Tarefa 1: Extraia do excerto citado o trecho que começa nas palavras "Seja esporádico ou" e termina depois de "para 240 pessoas.".
Tarefa 2: Segundo o excerto citado, quantos pares de sapatos foram exportados no primeiro trimestre?

Excerto citado:

──────────────────────────────

Seja esporádico ou tenha vindo para ficar, este movimento teve outra consequência para a empresa felgueirense, que emprega 240 pessoas, produz 80% a 90% para private label e promove as marcas próprias Pretty Love (senhora) e Jooze (homem). Esse disparo da procura estrangeira tornou a subcontratação no país mais cara e, “para colmatar este problema e reduzir a dependência externa”, a estratégia da Joseli passou pela compra de duas empresas de costura em Felgueiras e em Guimarães, subindo assim o efetivo de 180 para 240 pessoas.
De acordo com o boletim trimestral de conjuntura editado pela APICCAPS, em parceria com o Centro de Estudos da Universidade Católica do Porto, depois de um primeiro trimestre em que foram exportados 21 milhões de pares de sapatos no valor de 493 milhões de euros (+25,2% em termos homólogos), as preocupações dos empresários estão agora “centradas no abastecimento de fatores de produção, em especial no preço e disponibilidade de matérias-primas, e na escassez de mão-de-obra para responder à forte procura”.

──────────────────────────────

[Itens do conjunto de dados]
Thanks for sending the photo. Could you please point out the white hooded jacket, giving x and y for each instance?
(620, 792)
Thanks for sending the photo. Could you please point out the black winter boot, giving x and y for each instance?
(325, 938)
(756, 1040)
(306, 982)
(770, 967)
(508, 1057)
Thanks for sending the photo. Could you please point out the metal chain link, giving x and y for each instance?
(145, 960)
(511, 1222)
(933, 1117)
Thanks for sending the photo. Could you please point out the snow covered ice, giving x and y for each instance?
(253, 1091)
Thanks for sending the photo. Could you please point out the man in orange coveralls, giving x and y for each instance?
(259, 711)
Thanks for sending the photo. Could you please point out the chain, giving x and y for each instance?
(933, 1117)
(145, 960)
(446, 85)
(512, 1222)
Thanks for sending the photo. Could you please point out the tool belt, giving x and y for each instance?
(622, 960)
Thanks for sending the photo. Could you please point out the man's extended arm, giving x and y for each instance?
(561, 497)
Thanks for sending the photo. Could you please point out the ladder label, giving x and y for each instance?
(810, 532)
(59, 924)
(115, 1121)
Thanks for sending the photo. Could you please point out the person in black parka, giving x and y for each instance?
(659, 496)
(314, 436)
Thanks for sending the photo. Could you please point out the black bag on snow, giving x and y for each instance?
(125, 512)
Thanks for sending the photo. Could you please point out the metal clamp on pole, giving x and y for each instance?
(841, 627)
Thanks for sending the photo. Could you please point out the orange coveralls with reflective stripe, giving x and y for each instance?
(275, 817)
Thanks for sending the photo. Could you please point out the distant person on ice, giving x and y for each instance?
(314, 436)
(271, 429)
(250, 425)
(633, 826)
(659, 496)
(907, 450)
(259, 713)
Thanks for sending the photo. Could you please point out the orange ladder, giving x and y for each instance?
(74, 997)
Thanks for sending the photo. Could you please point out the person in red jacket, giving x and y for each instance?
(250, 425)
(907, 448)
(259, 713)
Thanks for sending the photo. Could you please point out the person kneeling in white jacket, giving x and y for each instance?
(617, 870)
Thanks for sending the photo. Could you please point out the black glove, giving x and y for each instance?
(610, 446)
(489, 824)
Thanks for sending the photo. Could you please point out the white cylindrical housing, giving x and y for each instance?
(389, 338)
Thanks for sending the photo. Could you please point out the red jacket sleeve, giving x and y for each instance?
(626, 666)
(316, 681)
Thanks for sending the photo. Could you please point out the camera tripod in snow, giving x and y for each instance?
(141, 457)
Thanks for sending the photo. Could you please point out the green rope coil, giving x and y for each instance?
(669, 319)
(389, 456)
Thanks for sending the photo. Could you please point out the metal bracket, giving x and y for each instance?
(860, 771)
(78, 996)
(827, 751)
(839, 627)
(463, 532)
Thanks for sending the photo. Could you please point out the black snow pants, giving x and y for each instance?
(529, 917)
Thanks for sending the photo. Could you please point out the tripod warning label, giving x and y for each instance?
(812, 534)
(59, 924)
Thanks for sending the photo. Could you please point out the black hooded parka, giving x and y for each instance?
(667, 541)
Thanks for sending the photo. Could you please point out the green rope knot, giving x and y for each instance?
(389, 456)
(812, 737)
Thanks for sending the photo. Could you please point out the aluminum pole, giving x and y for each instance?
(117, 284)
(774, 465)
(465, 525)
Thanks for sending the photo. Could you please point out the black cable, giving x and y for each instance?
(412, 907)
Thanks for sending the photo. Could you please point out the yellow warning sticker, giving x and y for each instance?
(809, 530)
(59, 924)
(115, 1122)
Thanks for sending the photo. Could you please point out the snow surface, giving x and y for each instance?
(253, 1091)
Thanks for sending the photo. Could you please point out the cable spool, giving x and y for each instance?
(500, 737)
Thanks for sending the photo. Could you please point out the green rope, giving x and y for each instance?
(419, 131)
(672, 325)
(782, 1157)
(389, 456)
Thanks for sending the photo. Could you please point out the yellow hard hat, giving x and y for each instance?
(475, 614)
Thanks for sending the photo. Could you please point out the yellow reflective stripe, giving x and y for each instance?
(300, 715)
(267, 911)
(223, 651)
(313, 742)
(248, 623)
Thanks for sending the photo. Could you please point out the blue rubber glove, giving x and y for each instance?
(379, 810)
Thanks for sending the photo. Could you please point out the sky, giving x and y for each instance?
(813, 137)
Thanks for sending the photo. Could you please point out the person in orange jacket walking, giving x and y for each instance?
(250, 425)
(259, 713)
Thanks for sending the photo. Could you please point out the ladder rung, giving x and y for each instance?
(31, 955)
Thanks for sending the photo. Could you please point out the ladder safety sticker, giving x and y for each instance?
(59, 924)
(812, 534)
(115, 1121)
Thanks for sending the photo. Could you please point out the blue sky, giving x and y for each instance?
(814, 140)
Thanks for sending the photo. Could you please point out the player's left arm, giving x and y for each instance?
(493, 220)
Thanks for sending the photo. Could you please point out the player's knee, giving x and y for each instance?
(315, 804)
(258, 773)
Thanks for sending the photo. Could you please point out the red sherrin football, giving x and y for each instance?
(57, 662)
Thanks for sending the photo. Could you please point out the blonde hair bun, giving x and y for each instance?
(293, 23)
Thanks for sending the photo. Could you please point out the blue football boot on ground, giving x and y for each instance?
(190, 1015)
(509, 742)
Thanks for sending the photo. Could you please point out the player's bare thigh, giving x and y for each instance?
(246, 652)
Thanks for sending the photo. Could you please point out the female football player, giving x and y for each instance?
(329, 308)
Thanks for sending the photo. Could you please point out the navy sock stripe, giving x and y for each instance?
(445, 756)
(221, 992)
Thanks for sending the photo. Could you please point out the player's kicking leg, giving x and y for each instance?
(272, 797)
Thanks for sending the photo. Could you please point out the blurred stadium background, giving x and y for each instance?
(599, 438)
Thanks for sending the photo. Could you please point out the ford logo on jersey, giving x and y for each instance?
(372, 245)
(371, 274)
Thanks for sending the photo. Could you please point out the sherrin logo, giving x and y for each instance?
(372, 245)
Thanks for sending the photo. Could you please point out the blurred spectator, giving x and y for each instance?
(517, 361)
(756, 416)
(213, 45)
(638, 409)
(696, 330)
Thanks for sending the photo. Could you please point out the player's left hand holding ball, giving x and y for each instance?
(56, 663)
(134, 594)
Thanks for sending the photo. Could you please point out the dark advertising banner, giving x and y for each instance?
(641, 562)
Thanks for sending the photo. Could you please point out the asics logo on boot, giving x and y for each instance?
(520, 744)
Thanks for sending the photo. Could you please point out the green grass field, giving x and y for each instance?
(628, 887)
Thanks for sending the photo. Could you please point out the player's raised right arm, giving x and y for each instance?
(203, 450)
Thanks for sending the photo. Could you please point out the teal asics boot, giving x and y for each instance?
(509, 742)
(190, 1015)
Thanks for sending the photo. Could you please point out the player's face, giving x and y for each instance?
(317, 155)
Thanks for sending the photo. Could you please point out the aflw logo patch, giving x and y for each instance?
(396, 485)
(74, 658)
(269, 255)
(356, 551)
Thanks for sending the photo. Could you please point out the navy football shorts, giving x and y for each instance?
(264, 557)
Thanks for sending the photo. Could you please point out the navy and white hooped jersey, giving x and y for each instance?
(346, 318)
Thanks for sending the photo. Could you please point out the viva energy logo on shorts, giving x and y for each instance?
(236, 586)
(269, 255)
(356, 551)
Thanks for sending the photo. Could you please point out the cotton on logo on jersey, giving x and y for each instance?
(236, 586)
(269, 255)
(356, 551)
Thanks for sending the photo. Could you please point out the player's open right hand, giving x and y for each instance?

──────────────────────────────

Solução 1:
Seja esporádico ou tenha vindo para ficar, este movimento teve outra consequência para a empresa felgueirense, que emprega 240 pessoas, produz 80% a 90% para private label e promove as marcas próprias Pretty Love (senhora) e Jooze (homem). Esse disparo da procura estrangeira tornou a subcontratação no país mais cara e, “para colmatar este problema e reduzir a dependência externa”, a estratégia da Joseli passou pela compra de duas empresas de costura em Felgueiras e em Guimarães, subindo assim o efetivo de 180 para 240 pessoas.

Solução 2: 21 milhões de pares.